> Task instructions
Your task is to output the data exactly as it stands.

begin Exercise materials

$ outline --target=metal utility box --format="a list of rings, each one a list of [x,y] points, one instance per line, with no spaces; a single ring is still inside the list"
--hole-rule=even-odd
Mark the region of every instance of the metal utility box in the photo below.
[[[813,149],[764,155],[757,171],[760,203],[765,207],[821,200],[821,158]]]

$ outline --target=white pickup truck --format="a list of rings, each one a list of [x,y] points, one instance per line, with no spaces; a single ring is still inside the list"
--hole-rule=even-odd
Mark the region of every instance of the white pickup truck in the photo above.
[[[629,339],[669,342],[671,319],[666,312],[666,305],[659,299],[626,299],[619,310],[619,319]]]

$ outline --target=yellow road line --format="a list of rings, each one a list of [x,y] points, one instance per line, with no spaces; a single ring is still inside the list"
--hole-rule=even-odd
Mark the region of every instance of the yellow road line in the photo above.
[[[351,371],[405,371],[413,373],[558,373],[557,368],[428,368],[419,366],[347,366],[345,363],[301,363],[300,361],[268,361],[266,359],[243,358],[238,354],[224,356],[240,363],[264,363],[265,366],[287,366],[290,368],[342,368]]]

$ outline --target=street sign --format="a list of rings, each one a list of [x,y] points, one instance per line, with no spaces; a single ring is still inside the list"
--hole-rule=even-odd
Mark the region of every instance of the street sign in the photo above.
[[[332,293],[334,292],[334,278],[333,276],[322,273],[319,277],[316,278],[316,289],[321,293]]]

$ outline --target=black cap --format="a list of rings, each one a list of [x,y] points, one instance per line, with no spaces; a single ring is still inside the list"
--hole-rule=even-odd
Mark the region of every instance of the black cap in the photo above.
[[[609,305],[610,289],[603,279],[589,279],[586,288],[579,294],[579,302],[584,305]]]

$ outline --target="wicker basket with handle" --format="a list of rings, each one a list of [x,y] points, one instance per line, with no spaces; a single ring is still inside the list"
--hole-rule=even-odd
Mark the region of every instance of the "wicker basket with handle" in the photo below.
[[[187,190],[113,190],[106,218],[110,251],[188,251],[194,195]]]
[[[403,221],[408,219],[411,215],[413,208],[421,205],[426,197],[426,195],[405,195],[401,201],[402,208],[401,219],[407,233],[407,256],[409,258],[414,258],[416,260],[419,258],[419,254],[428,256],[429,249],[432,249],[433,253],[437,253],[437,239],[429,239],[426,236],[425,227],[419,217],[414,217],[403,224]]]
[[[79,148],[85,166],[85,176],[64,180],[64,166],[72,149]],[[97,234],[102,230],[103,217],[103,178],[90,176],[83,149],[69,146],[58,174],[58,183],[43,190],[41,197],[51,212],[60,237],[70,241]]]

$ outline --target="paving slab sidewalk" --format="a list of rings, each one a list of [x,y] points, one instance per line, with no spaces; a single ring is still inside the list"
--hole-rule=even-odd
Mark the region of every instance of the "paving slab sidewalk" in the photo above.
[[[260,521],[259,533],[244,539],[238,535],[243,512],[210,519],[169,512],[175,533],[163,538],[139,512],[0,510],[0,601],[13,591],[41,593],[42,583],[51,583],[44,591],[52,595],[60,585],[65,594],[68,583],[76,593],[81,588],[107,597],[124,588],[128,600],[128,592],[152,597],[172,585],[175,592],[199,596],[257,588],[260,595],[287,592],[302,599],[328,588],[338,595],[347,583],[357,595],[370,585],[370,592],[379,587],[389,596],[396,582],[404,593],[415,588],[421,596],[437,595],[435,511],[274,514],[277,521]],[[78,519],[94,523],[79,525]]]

end Exercise materials

> Answer to the problem
$ outline --target=metal utility box --format="a list of rings, each one a list of [x,y] points, one instance per line, with no spaces; a single ring is still inside the list"
--hole-rule=even-odd
Mark the region of every instance of the metal utility box in the photo below.
[[[813,149],[764,155],[757,171],[760,203],[765,207],[821,200],[821,158]]]

$ outline --target=white pickup truck --format="a list of rings, each one a list of [x,y] points, one instance per line, with no spaces; a single ring is still inside the list"
--hole-rule=even-odd
Mark the region of every instance of the white pickup truck in the photo above.
[[[629,339],[669,342],[671,319],[666,312],[666,305],[659,299],[626,299],[619,310],[619,319]]]

$ outline --target=yellow road line --format="a list of rings, each one a list of [x,y] points, one instance per line, with no spaces; a single ring is still inside the list"
--hole-rule=even-odd
Mark the region of every instance of the yellow road line in the photo above.
[[[351,371],[405,371],[413,373],[558,373],[557,368],[428,368],[419,366],[347,366],[345,363],[301,363],[300,361],[268,361],[266,359],[243,358],[238,354],[224,356],[240,363],[264,363],[265,366],[287,366],[290,368],[342,368]]]

$ outline --target=street sign --format="a list of rings, each one a list of [x,y] points, one instance per line, with no spaces; a single ring is still inside the list"
--hole-rule=even-odd
Mark the region of every instance of the street sign in the photo above.
[[[332,293],[334,292],[334,278],[333,276],[322,273],[319,277],[316,278],[316,289],[321,293]]]

$ outline --target=black cap --format="a list of rings, each one a list of [x,y] points, one instance per line, with no spaces; a single ring is still inside the list"
--hole-rule=even-odd
Mark the region of every instance of the black cap in the photo above.
[[[609,305],[610,289],[603,279],[589,279],[586,288],[579,294],[579,302],[584,305]]]

$ outline --target="wicker basket with handle" --format="a list of rings, each one a list of [x,y] points, one instance per line, with no spaces; a single ring is still inside the list"
--hole-rule=even-odd
Mark the region of every instance of the "wicker basket with handle" in the photo below.
[[[187,190],[113,190],[106,218],[110,251],[188,251],[194,195]]]
[[[403,221],[408,219],[411,215],[413,208],[421,205],[426,197],[426,195],[405,195],[401,201],[402,208],[401,219],[407,233],[407,256],[409,258],[414,258],[416,260],[419,258],[419,254],[428,256],[429,249],[432,249],[433,253],[437,253],[437,239],[429,239],[426,236],[425,227],[419,217],[414,217],[403,224]]]
[[[79,148],[85,166],[85,176],[64,180],[64,166],[72,149]],[[97,234],[102,230],[103,217],[103,178],[90,176],[83,149],[69,146],[58,174],[58,183],[43,190],[41,197],[51,212],[60,237],[70,241]]]

$ outline --target="paving slab sidewalk" --format="a list of rings, each one a list of [x,y] points, one instance per line, with no spaces; a single ring is still inside the list"
--hole-rule=even-odd
Mark the region of every instance of the "paving slab sidewalk" in the photo above.
[[[260,521],[259,533],[244,539],[238,535],[243,512],[210,519],[169,512],[175,533],[163,538],[139,512],[0,510],[0,601],[13,591],[41,593],[42,583],[51,583],[44,591],[52,595],[60,585],[65,594],[68,583],[76,593],[81,588],[107,597],[124,588],[128,600],[128,592],[152,597],[172,585],[175,592],[199,596],[257,588],[260,595],[287,592],[302,599],[328,588],[338,595],[347,583],[357,595],[370,585],[370,592],[379,587],[389,596],[396,582],[404,593],[415,588],[421,596],[437,595],[435,511],[274,514],[277,521]],[[78,519],[94,523],[79,525]]]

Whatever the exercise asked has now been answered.